START INFORMATION SHOWN
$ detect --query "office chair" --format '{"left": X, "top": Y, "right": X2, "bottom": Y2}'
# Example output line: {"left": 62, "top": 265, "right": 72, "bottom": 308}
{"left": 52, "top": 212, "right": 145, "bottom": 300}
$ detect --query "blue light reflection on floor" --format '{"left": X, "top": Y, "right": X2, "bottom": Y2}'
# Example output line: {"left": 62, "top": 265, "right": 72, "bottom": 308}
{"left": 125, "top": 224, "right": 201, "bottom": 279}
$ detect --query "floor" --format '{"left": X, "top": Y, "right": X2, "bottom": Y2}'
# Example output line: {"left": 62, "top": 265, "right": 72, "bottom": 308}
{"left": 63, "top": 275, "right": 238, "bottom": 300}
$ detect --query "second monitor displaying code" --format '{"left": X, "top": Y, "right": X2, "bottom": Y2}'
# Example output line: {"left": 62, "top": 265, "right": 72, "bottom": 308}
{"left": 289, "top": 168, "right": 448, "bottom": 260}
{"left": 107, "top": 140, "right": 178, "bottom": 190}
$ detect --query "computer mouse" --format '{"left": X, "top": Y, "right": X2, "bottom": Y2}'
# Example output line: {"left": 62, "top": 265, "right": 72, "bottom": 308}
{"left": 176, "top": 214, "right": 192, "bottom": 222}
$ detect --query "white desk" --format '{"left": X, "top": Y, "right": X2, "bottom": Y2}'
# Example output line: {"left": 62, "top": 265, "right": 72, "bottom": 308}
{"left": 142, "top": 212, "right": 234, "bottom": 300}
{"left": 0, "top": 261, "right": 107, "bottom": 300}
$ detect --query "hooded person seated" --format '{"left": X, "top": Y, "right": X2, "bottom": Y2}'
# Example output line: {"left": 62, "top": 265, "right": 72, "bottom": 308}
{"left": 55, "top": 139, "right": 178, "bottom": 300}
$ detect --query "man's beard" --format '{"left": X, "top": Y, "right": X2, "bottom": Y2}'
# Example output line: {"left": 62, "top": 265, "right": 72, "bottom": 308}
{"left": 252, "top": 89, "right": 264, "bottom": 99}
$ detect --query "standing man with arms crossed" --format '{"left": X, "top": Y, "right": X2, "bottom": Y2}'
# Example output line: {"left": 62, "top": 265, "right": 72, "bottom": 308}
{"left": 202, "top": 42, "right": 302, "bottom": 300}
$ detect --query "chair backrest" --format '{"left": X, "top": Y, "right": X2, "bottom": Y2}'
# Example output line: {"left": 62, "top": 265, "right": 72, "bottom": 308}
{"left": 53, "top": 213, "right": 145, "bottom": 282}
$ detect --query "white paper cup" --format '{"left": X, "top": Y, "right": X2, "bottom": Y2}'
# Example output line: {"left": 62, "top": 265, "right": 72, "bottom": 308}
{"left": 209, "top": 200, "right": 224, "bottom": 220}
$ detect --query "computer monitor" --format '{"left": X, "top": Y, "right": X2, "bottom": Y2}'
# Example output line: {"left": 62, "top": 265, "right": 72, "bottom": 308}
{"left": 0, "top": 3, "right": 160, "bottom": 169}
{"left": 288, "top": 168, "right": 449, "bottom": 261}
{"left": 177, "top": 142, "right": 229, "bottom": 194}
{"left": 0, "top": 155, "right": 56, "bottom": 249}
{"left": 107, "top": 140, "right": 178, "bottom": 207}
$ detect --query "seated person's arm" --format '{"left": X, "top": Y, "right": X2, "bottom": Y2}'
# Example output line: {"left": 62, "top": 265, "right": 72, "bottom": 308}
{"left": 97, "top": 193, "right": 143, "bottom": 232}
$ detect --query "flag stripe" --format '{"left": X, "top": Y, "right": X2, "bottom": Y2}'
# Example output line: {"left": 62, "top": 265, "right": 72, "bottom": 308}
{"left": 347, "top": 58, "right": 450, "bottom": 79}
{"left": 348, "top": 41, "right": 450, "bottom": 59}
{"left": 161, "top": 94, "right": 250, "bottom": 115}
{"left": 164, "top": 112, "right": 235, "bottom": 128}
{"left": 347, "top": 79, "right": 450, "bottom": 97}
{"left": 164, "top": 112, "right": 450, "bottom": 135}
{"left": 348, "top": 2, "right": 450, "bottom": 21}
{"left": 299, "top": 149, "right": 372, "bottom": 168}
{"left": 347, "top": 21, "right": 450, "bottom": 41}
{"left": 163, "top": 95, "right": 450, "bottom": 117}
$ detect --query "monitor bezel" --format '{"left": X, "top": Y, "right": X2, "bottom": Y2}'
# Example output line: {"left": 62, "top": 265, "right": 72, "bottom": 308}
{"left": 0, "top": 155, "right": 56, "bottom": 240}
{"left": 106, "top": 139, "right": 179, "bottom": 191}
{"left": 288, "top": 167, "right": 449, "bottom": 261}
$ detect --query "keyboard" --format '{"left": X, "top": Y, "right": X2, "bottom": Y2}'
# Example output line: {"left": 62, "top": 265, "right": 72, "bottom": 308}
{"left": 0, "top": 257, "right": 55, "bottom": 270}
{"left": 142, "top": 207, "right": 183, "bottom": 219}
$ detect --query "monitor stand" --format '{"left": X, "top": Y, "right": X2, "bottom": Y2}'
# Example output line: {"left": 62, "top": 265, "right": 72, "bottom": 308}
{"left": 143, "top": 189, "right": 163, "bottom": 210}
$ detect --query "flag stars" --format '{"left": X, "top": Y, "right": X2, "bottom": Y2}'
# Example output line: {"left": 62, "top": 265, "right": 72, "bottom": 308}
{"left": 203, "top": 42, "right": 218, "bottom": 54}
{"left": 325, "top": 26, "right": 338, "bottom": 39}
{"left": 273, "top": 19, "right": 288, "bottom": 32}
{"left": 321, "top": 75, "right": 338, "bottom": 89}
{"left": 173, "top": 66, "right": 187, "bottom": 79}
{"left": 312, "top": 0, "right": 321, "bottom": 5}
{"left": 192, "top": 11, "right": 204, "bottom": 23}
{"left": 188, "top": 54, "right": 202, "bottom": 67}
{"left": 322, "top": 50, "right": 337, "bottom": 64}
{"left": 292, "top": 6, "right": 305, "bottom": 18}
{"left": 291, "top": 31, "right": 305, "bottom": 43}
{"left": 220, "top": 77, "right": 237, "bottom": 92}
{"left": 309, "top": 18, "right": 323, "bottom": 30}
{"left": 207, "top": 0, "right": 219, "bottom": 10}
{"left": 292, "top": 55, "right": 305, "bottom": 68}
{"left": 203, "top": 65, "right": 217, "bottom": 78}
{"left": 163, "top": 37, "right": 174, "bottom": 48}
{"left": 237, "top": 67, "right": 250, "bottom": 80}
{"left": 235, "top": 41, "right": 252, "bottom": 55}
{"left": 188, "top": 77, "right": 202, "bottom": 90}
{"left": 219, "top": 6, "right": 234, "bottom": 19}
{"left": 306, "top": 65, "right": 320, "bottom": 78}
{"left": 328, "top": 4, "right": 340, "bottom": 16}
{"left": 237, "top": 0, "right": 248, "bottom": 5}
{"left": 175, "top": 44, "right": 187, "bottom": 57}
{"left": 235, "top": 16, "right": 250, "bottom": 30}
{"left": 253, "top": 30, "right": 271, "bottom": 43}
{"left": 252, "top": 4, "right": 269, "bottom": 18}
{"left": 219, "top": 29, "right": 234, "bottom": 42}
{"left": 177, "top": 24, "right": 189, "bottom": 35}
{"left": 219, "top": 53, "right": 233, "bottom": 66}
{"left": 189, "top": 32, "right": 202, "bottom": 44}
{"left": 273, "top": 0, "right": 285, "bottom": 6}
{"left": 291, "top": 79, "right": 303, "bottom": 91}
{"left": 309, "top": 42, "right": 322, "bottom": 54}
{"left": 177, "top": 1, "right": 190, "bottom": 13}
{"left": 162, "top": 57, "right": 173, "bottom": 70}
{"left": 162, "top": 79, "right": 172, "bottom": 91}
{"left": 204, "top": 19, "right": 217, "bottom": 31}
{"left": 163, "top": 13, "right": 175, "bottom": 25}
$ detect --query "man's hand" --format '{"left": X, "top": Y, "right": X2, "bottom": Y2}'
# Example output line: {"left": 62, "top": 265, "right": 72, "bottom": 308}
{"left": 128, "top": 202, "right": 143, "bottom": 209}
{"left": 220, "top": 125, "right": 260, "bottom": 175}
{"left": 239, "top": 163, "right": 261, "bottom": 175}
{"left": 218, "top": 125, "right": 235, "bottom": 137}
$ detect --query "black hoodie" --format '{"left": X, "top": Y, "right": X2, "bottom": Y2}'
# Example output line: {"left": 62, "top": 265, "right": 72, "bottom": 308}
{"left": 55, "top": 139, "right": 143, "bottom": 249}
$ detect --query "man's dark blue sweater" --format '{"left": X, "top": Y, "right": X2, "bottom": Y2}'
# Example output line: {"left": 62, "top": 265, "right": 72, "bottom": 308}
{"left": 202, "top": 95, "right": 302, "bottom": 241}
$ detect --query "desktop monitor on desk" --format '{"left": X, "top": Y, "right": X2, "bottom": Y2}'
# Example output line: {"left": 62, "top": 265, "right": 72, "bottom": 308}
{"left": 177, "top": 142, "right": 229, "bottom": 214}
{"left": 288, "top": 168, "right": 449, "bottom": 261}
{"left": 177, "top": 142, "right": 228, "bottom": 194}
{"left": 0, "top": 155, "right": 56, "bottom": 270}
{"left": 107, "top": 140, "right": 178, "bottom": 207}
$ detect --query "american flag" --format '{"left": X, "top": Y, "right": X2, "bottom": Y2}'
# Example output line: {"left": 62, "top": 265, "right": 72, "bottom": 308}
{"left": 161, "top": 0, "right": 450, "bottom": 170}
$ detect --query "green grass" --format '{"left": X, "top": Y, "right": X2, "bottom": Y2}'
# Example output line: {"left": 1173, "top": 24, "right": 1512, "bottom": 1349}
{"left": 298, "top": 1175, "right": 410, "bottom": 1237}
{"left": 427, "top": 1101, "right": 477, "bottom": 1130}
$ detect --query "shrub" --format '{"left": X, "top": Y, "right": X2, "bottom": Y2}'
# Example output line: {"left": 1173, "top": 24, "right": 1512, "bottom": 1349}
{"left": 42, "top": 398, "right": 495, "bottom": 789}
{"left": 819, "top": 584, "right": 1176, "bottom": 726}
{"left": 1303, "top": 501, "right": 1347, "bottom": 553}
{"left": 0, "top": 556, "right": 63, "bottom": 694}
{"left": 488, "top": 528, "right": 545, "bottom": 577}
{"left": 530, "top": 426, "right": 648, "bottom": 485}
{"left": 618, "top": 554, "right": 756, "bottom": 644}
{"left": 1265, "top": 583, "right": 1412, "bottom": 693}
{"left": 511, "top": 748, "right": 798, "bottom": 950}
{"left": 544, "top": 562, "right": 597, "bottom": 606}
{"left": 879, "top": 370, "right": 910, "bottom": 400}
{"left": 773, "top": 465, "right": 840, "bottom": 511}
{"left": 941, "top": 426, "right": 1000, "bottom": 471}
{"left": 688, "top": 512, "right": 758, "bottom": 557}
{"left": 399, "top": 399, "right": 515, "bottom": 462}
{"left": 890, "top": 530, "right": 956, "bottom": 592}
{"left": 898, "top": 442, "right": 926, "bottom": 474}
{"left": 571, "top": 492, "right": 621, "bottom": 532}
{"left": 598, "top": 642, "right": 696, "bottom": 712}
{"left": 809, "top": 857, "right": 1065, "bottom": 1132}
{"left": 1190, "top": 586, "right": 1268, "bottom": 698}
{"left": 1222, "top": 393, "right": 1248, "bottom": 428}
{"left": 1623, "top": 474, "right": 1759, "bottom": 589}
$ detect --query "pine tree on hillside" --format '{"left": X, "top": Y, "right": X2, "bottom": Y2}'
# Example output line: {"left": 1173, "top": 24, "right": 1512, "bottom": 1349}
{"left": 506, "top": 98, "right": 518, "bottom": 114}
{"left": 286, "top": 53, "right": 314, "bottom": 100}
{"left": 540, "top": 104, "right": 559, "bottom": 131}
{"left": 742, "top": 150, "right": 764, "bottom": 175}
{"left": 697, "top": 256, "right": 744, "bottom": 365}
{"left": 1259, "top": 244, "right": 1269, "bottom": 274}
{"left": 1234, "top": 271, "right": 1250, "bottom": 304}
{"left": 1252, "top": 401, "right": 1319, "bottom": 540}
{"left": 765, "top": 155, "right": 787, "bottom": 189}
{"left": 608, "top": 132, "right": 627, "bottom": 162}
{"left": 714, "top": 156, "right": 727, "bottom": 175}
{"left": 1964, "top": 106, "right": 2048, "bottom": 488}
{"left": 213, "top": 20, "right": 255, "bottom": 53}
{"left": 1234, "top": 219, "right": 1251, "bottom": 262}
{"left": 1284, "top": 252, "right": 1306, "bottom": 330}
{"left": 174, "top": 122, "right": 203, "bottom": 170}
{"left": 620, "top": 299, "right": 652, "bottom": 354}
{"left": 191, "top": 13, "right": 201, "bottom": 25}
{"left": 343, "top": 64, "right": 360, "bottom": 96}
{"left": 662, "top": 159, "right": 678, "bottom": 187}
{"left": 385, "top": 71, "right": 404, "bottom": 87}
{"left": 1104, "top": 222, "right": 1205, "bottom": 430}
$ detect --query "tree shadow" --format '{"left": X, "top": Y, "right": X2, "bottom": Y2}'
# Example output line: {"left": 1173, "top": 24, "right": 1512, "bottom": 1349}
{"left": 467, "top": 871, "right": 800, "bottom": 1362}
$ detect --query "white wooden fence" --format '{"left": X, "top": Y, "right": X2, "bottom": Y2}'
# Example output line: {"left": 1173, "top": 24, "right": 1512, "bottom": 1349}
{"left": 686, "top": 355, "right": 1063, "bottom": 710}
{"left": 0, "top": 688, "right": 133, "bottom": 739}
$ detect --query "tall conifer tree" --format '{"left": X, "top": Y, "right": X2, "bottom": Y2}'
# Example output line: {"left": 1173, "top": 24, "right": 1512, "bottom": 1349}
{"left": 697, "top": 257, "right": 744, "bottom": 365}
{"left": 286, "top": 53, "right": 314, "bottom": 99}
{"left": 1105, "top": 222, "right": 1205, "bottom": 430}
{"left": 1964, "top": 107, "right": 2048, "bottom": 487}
END INFORMATION SHOWN
[TASK INSTRUCTIONS] Only the lines with the string "flag" are wanted; pick them out of the records above and copy them.

[EXERCISE RESPONSE]
$ detect --query "flag stripe" --format '{"left": X, "top": Y, "right": X2, "bottom": Y2}'
$ detect --query "flag stars" --format '{"left": X, "top": Y, "right": X2, "bottom": Y2}'
$ detect --query "american flag" --format '{"left": X, "top": Y, "right": X2, "bottom": Y2}'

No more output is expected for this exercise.